§ Task objective
Print the listing in its entirety and exactly, leaving out images.

Labeled-object pointing entries:
## Start

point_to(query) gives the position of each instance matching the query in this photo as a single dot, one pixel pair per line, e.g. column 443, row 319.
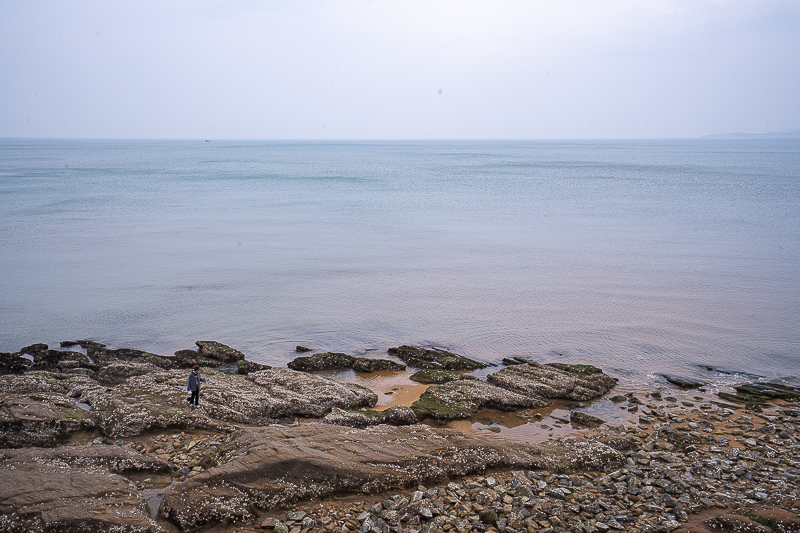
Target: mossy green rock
column 245, row 367
column 220, row 352
column 463, row 398
column 434, row 358
column 338, row 361
column 578, row 370
column 434, row 376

## End

§ Completed task
point_to(query) gives the position of each instance matching the query in this photo as a single dot, one pixel pair per line, e.g. column 443, row 319.
Target: mossy green rock
column 245, row 367
column 220, row 352
column 463, row 398
column 434, row 358
column 338, row 361
column 578, row 370
column 434, row 376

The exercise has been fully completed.